== Try it ==
Below are the records; give again exactly the lines from the one containing "Target: grassy bank" through the one containing "Find the red robe", leaving out pictures.
>>>>>
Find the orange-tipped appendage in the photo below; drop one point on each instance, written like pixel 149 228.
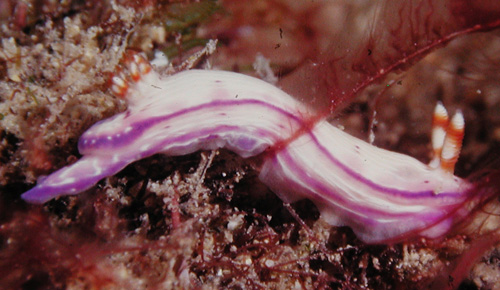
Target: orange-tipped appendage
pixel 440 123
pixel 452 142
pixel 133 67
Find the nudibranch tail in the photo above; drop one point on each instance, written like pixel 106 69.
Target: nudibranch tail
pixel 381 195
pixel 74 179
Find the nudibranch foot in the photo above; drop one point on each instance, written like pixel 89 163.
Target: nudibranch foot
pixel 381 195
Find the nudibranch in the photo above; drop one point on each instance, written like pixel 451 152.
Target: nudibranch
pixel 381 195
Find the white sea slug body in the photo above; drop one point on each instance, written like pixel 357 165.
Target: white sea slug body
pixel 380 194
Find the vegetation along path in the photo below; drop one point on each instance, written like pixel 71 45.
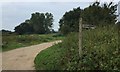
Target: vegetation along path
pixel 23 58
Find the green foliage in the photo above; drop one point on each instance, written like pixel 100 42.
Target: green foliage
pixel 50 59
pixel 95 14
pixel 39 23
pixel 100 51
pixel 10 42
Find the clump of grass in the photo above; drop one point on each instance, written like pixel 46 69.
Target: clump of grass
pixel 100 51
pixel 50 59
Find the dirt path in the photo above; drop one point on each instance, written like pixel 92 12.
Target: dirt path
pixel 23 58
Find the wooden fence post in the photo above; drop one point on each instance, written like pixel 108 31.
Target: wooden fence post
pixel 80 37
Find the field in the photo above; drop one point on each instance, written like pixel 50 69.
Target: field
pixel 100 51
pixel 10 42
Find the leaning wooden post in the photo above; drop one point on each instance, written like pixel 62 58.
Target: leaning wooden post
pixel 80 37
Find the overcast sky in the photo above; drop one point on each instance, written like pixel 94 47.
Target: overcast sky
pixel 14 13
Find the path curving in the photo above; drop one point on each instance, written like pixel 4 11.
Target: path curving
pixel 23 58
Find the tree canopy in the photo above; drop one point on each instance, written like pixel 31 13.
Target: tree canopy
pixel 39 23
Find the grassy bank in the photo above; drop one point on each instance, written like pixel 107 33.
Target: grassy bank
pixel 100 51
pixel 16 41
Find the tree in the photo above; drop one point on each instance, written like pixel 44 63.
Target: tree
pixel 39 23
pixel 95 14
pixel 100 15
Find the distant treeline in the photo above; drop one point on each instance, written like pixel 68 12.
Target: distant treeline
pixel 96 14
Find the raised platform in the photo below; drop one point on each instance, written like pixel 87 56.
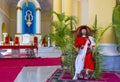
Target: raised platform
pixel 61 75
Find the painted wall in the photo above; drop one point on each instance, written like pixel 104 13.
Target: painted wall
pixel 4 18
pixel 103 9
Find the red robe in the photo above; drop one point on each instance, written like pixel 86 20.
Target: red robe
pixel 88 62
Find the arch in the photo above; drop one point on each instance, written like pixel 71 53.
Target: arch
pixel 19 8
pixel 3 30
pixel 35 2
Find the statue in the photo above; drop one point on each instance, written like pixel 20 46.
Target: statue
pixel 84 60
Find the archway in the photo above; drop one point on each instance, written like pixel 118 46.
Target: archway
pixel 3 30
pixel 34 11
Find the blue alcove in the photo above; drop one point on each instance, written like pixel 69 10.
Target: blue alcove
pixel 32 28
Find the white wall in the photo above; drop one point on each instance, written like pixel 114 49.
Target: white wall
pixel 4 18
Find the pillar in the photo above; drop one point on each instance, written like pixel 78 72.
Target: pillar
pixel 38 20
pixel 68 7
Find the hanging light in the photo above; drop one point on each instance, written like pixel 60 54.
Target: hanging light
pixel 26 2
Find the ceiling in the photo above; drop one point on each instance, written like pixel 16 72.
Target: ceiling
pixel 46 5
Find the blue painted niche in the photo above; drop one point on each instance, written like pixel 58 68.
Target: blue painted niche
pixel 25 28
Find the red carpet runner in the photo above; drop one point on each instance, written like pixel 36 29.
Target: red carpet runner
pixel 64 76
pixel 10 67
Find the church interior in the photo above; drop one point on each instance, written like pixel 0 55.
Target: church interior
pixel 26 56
<<<<<
>>>>>
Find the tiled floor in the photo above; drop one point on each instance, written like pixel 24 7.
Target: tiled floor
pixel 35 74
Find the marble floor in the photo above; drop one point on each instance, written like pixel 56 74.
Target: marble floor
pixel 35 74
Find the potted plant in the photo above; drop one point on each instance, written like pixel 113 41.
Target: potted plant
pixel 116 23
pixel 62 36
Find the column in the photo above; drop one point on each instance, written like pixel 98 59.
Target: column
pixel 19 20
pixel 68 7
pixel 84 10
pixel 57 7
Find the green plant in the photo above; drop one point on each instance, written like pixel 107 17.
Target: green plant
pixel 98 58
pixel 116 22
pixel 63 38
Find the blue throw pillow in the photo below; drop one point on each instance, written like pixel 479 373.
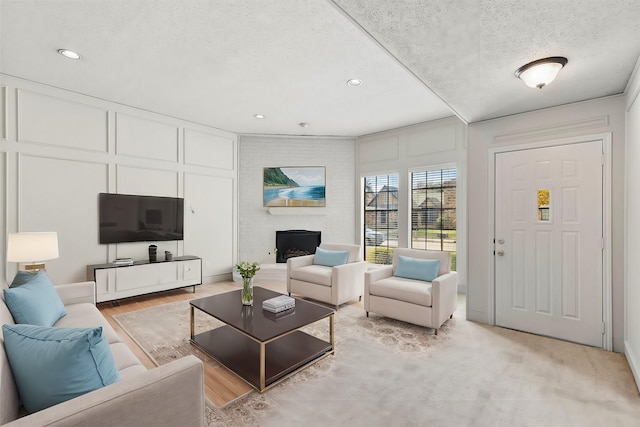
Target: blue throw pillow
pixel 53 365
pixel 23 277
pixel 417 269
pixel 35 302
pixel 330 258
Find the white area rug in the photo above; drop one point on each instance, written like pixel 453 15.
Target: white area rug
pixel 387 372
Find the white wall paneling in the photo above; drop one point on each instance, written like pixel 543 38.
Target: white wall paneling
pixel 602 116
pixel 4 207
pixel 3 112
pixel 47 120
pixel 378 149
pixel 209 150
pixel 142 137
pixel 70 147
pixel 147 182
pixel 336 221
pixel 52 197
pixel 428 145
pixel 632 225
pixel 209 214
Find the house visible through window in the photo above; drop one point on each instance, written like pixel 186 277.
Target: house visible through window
<<<<<
== Solution below ==
Target: grassy bank
pixel 100 51
pixel 16 41
Find the tree in the photo above; drop one point on each instance, written like pixel 44 63.
Target: tree
pixel 39 23
pixel 95 14
pixel 100 15
Find the distant treeline in the photo above; drop one point on each instance, written like pixel 68 12.
Target: distant treeline
pixel 96 14
Find the raised platform in the photo below; drop one point on each instance, written like pixel 87 56.
Target: raised platform
pixel 61 75
Find the painted wall in the photo above; drop one point on each instance, written like pixel 104 13.
Target: painted wall
pixel 4 18
pixel 103 9
Find the red robe in the photo above; drop one point on each instance, written like pixel 86 20.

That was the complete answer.